Sección del documento —
########################################
El Imparcial
Madrid, lunes 26 de enero de 1903
 
año XXXVII, número 12.863
página 1

La leyenda negra

Habrá puesto hoy S. M. firma bien plausible y bien oportuna al pie de un decreto preparado en el ministerio de Gracia y Justicia.

Por la augusta autoridad del rey y por la diligencia y buen consejo del señor Dato hallase a estas horas indultado uno de los reos condenados en el memorable proceso de La Mano Negra.

El rey, al firmar, y su ministro al proponerle esa medida de clemencia, pueden sentirse satisfechos, sobre todo, siendo, como es, el rasgo de hoy preparación de una medida extensiva a mayor número de desgraciados.

Con el indulto de Cristóbal Duran y con la inmediata libertad de sus compañeros y consortes, queda desvanecida una de tantas sombras como en los últimos tiempos han ido levantándose en Europa alrededor de nuestro nombre.

Primero fue Montjuich. La leyenda surgió con aire siniestro. Éramos el pueblo irredimible: teníamos en la sangre y en la médula el virus inquisitorial; y en medio de los esplendores de la moderna civilización y de la democracia, señora del mundo, el esqueleto de Torquemada aparecía reclamando su derecho a la vida.

Sobre este negro cañamazo bordaron grandes plumas europeas una figura de España, chorreando sangre y llena de ignominia.

Severini, Rochefort, Clemenceau, Jaurés, nos envolvieron en una oleada de injurias. Los oradores populares de Trafalgar Square, entre los cuales no faltaron respetables miembros del Parlamento, dijeron, por cuenta de nuestras instituciones y de nuestro pueblo y nuestra raza, verdaderos horrores, y hasta en la fría y tranquila Alemania, Spielhagen, una de las glorias literarias más altas del imperio, llevó a la picota el nombre de Montjuich por tal modo, que llego a preocupar al señor Cánovas.

El revólver de Angiolillo puso término a la vida del ilustre político español y al mismo tiempo a aquella tremenda campaña.

Por añadidura, nuestro desastre colonial ofreció más interesante tema para hablar de las desdichas españolas, y durante algún tiempo no hemos vuelto a ser presentados como un pueblo de toreros e inquisidores.

La oleada de cieno, que solía formarse en Francia, ha sido también contenida por motivos de política internacional; si, al fin, podíamos ofrecer un estimable elemento de alianza, no había para qué extremar la nota de Montjuich, cuando el chauvinismo francés, en sus amores por Rusia, sería capaz de ver en Siberia un delicioso Paraíso.

Pero nuestra alianza no acaba de precisarse y las grandes plumas redentoras sienten la nostalgia del «colorismo» español.
########################################
[Datos de señalamiento mediante expresiones referenciales]
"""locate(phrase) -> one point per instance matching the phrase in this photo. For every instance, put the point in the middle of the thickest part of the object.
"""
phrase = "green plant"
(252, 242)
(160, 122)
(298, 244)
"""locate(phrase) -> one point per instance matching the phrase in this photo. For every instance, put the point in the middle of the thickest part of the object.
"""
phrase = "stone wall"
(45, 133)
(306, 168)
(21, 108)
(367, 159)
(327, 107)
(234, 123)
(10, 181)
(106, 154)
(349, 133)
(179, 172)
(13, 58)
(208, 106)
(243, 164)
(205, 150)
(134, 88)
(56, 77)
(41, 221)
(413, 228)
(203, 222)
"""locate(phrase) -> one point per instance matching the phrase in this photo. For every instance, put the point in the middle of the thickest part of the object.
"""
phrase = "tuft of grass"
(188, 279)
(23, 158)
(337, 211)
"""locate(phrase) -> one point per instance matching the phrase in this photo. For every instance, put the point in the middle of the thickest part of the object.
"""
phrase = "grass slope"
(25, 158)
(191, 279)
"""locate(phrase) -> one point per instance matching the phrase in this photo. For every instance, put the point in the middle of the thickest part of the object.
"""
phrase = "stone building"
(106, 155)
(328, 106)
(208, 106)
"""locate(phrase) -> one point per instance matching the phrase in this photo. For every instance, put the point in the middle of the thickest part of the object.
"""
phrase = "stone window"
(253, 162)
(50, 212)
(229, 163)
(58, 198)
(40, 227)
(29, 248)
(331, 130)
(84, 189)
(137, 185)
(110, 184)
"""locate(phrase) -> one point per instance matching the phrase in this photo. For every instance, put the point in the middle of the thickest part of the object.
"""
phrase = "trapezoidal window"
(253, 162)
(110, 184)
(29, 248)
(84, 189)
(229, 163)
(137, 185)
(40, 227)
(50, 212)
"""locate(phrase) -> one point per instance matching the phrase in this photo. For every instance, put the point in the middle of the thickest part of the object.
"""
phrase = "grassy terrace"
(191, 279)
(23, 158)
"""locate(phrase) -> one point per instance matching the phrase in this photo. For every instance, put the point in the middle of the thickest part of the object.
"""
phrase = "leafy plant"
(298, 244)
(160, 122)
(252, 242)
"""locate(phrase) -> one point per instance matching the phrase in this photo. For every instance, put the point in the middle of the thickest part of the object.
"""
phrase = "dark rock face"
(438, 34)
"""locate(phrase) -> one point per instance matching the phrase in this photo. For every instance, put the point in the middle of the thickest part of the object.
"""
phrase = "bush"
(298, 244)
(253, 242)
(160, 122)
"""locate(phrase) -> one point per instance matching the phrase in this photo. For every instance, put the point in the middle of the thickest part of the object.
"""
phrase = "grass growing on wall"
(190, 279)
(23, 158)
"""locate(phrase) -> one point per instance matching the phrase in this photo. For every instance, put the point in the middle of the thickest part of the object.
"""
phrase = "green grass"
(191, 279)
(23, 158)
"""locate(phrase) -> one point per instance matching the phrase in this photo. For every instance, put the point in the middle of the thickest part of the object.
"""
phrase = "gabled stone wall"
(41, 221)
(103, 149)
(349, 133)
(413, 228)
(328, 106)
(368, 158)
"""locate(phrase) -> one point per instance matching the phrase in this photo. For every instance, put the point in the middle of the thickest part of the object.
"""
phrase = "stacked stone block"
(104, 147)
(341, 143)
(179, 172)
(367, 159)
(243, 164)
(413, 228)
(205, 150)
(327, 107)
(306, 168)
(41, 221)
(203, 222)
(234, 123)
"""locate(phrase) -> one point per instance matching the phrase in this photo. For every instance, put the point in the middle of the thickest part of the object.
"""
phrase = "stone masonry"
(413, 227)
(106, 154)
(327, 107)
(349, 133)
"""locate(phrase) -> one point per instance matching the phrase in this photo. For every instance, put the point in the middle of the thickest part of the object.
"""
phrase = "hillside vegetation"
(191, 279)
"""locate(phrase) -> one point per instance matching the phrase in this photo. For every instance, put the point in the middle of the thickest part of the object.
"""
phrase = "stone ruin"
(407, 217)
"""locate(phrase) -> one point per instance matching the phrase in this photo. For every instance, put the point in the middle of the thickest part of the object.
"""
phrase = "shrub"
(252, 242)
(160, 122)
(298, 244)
########################################
Ejercicio A —
En el artículo «La leyenda negra», ¿cómo se llama el reo de La Mano Negra cuyo indulto se menciona?
Ejercicio B —
Imprima del artículo «La leyenda negra» todo lo que va desde "Primero fue Montjuich." hasta "derecho a la vida.".
Los registros no intervienen en esto.

Respuesta final A —
Cristóbal Duran.

Respuesta final B —
Primero fue Montjuich. La leyenda surgió con aire siniestro. Éramos el pueblo irredimible: teníamos en la sangre y en la médula el virus inquisitorial; y en medio de los esplendores de la moderna civilización y de la democracia, señora del mundo, el esqueleto de Torquemada aparecía reclamando su derecho a la vida.